*TASK INPUT*
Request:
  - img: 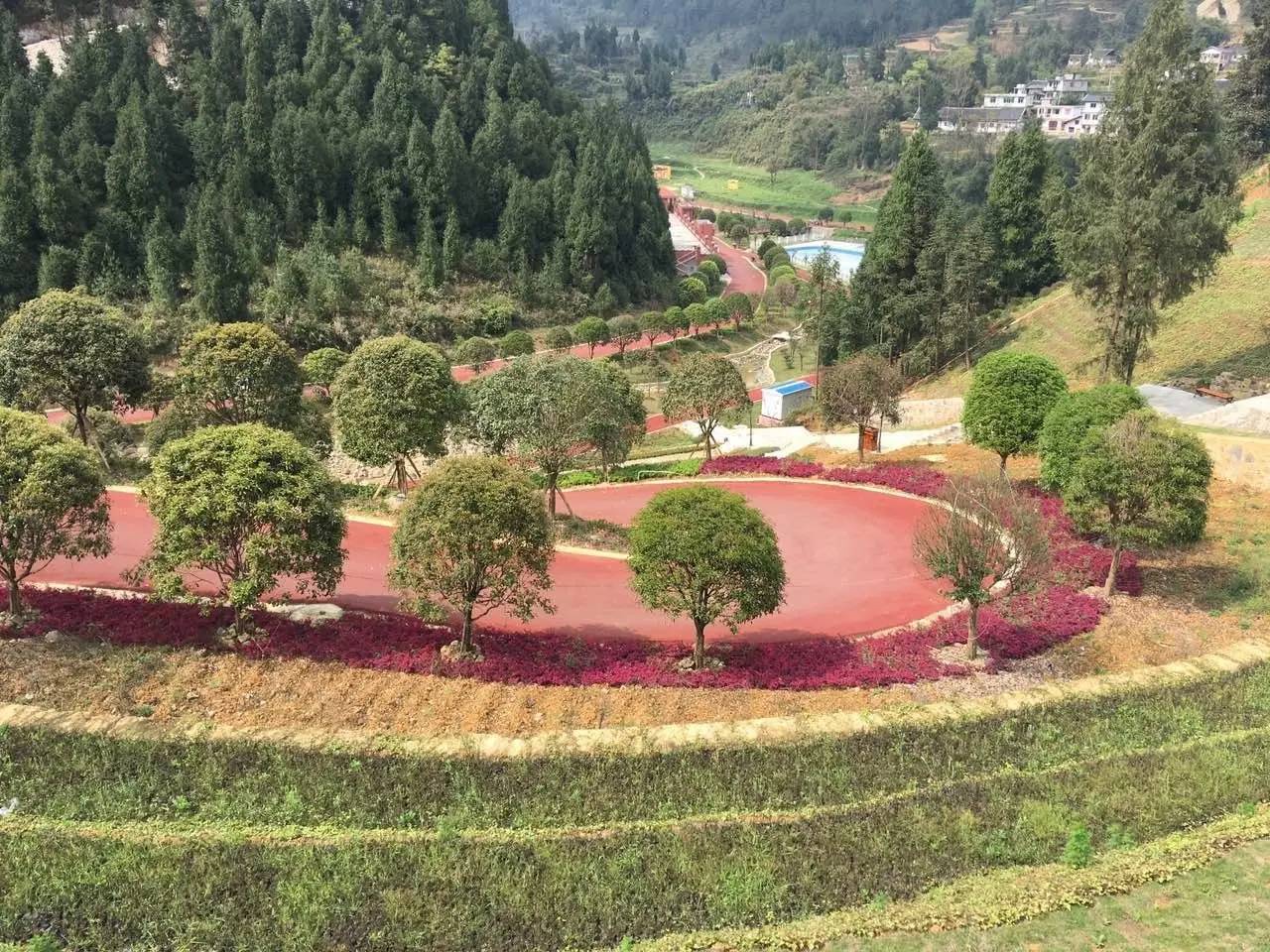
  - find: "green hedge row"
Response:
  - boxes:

*SHORT TASK*
Arrange every line of the items above as a numbered list, omitting any blank lines and leaving the picture out.

*RESULT OF THIS TASK*
1. Request:
2.   - img: 
3.   - find: "green hedge row"
4. Response:
5.   - boxes:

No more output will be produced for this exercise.